**DATASET EXTRACT**

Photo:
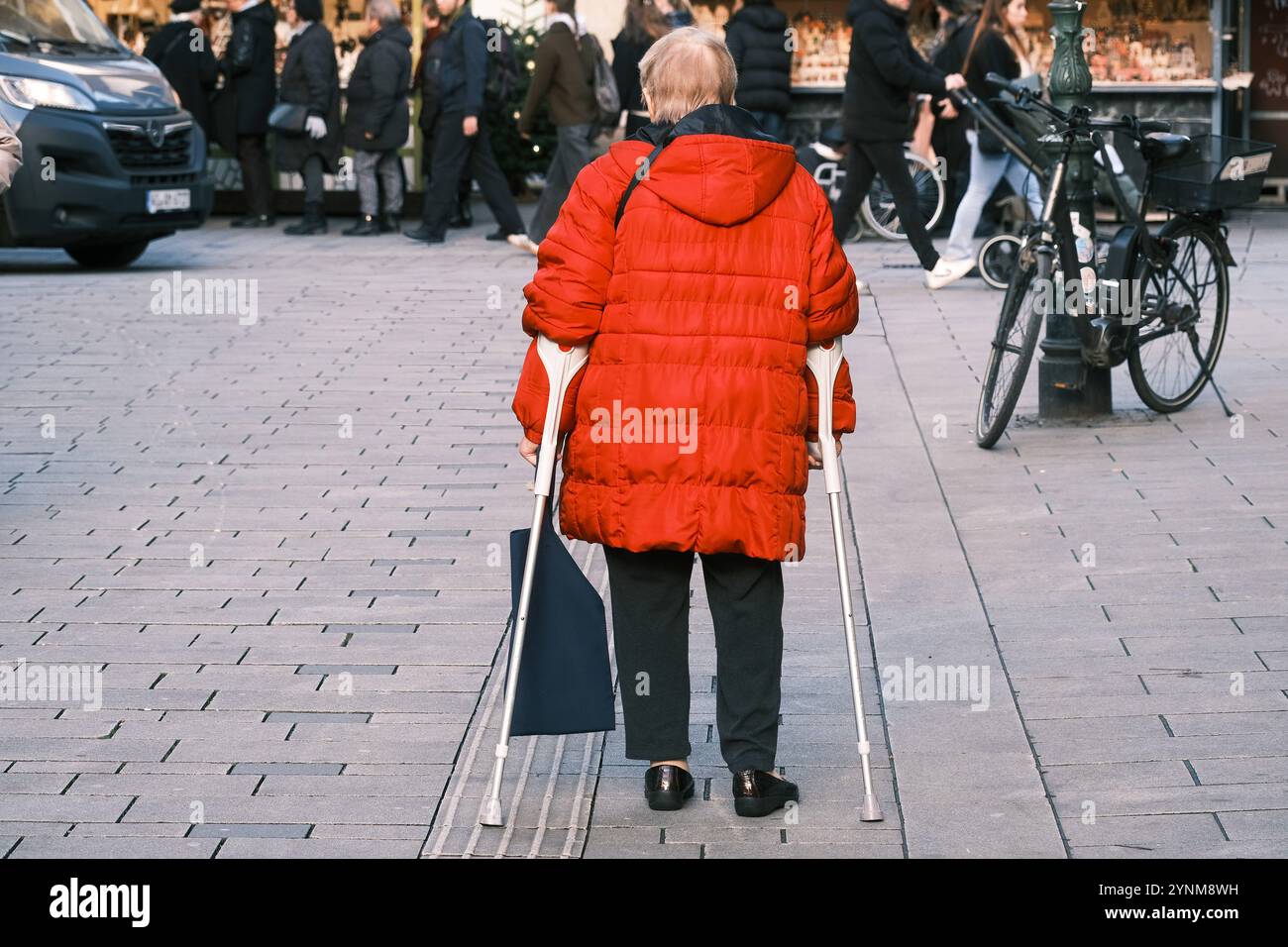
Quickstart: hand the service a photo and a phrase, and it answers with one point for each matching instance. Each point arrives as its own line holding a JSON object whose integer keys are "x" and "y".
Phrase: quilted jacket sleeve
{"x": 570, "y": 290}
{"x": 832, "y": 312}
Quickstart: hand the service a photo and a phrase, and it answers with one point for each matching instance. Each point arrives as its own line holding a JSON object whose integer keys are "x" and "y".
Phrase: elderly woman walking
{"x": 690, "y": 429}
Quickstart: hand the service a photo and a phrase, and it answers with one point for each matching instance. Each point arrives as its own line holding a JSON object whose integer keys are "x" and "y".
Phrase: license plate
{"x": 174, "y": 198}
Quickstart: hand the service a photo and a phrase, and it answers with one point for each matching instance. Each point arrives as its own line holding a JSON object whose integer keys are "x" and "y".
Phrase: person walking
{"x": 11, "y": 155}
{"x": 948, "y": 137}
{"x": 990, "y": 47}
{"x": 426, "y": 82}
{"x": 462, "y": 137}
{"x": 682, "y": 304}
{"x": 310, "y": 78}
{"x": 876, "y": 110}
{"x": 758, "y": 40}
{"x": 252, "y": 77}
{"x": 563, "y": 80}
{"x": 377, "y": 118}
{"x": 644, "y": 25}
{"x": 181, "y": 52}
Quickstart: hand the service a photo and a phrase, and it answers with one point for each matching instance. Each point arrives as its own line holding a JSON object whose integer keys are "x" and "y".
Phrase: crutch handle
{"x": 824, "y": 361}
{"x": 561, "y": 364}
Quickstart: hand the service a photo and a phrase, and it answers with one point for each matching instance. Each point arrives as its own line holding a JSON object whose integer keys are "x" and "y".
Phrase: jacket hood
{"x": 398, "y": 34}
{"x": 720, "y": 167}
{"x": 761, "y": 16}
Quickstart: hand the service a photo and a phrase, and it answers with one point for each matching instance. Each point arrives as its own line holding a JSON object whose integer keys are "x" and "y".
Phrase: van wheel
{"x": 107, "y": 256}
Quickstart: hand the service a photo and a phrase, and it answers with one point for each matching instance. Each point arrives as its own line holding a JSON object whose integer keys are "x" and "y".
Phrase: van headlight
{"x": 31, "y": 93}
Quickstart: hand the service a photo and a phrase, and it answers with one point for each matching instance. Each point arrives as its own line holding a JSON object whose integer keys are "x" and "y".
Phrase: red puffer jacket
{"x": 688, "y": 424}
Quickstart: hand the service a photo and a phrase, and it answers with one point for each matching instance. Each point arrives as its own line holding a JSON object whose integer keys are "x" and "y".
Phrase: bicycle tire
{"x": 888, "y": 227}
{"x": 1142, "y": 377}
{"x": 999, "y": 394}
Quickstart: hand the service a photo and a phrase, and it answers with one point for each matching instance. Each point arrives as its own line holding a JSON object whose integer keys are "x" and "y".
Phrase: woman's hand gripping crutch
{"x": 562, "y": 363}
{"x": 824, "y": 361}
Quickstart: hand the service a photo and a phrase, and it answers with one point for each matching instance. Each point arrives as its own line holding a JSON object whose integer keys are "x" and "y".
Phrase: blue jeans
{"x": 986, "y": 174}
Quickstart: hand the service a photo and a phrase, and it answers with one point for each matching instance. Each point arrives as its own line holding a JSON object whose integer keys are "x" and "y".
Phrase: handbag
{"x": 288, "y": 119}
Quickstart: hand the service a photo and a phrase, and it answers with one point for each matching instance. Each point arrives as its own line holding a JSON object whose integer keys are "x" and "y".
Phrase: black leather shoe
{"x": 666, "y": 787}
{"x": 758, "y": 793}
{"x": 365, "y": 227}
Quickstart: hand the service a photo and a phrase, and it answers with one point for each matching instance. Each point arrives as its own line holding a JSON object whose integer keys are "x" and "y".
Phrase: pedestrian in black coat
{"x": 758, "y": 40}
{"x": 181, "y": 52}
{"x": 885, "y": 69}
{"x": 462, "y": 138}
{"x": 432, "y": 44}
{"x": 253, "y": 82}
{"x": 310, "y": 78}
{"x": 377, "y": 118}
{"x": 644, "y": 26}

==

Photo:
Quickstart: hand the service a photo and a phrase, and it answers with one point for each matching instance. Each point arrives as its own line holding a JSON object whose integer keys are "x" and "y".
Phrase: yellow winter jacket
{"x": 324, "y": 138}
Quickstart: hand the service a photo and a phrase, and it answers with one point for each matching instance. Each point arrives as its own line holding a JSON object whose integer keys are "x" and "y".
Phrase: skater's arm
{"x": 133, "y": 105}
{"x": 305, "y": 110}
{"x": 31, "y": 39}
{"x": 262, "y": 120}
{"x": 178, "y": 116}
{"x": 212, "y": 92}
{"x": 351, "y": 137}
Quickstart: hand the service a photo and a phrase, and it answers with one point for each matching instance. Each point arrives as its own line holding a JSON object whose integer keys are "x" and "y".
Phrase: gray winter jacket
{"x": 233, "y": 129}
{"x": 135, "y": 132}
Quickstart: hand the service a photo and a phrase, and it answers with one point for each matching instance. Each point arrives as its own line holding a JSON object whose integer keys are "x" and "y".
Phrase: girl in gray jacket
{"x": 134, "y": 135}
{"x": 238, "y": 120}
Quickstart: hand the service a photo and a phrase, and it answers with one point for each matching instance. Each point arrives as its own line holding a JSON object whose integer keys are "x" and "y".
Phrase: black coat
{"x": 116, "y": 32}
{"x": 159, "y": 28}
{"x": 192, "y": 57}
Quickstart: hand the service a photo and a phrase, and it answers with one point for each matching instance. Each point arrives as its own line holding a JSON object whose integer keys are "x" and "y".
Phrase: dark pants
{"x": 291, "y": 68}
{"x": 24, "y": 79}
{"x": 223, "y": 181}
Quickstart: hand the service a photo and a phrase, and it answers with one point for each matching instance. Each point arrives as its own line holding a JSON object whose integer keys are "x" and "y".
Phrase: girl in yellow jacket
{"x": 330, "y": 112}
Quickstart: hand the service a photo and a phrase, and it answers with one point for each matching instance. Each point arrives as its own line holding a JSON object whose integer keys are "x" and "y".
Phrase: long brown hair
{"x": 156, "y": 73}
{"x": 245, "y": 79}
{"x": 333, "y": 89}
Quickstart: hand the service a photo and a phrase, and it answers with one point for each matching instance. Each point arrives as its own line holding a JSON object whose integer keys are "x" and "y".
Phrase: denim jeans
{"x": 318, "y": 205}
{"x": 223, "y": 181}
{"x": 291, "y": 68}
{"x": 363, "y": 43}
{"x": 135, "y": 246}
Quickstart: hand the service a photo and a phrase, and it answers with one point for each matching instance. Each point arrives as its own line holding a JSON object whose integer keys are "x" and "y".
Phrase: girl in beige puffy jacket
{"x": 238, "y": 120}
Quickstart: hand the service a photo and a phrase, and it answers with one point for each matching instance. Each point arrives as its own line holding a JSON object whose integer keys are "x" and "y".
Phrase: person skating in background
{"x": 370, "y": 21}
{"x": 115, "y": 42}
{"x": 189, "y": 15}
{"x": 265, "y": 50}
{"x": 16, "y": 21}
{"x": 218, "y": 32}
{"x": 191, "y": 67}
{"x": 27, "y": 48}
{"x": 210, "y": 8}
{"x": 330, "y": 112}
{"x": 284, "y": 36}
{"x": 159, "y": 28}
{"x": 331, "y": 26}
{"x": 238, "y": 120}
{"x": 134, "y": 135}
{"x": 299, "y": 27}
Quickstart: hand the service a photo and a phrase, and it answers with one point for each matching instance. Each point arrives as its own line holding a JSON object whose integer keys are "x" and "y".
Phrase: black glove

**TO DO**
Show every line of the records that contains the word "crutch", treating uppercase and lowercase as different.

**TASK SOLUTION**
Phrase: crutch handle
Phrase: woman's hand gripping crutch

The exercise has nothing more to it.